_Directions_. Edit the lines from the first one up to and including the line with "x=199, y=93", changing "metal guardrail" to "steel guardrail" and leaving everything else as it is. Return only those lines.

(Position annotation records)
☆ ☆ ☆

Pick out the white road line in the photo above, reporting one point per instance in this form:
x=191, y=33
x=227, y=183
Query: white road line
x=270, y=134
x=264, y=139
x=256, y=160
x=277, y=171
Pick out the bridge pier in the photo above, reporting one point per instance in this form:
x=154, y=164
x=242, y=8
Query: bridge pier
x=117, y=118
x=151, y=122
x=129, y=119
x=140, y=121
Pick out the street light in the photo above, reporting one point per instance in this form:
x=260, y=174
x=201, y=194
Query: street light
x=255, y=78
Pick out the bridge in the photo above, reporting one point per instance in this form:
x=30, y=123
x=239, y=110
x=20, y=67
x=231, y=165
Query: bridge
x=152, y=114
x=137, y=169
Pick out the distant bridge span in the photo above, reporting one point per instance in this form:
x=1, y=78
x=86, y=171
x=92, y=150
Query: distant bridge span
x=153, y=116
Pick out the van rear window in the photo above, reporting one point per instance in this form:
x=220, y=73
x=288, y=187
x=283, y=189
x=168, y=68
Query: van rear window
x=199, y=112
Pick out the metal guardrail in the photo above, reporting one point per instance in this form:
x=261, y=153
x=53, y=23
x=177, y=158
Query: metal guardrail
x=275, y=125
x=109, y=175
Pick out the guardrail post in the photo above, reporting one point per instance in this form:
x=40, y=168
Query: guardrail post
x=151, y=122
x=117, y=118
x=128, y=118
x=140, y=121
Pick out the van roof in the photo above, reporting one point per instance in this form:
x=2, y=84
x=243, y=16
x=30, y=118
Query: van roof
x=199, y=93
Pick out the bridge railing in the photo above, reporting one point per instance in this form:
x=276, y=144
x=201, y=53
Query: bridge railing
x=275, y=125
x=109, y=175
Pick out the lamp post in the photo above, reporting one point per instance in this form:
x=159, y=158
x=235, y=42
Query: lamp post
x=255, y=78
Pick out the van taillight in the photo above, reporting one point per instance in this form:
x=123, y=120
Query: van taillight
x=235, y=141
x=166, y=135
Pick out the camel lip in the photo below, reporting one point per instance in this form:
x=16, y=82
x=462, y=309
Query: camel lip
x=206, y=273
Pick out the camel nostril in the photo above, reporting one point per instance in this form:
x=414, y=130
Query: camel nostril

☆ ☆ ☆

_Solution for this task_.
Pick out the white road line in the photo above, reporting one point per instance in this form:
x=191, y=33
x=227, y=183
Query: white road line
x=270, y=134
x=264, y=139
x=256, y=160
x=277, y=171
Pick out the bridge pier in the photo above, reporting one point per instance in this form:
x=154, y=164
x=242, y=8
Query: bridge pier
x=117, y=118
x=151, y=122
x=129, y=119
x=140, y=121
Pick out the street light in the photo above, reporting one point per instance in this form:
x=260, y=174
x=201, y=194
Query: street light
x=255, y=78
Pick out the bridge in the photo above, reporting one point per instance in this form:
x=30, y=123
x=239, y=110
x=20, y=67
x=231, y=165
Query: bridge
x=152, y=114
x=137, y=169
Pick out the distant bridge span in the photo above, reporting one point per instance in this form:
x=1, y=78
x=86, y=171
x=92, y=150
Query: distant bridge span
x=153, y=116
Pick out the van rear window in the photo above, reporting one point per instance in this form:
x=220, y=73
x=288, y=187
x=283, y=189
x=168, y=68
Query: van rear window
x=199, y=112
Pick out the steel guardrail in the photo above, reporting one point per instance in this form:
x=261, y=153
x=53, y=23
x=177, y=158
Query: steel guardrail
x=275, y=125
x=109, y=175
Pick out the guardrail post in the photo above, reporting one point per instance in this form:
x=40, y=168
Query: guardrail post
x=151, y=122
x=117, y=118
x=128, y=118
x=140, y=121
Pick out the van roof in the photo above, reporting one point per instance in this form:
x=2, y=84
x=243, y=16
x=30, y=118
Query: van roof
x=199, y=93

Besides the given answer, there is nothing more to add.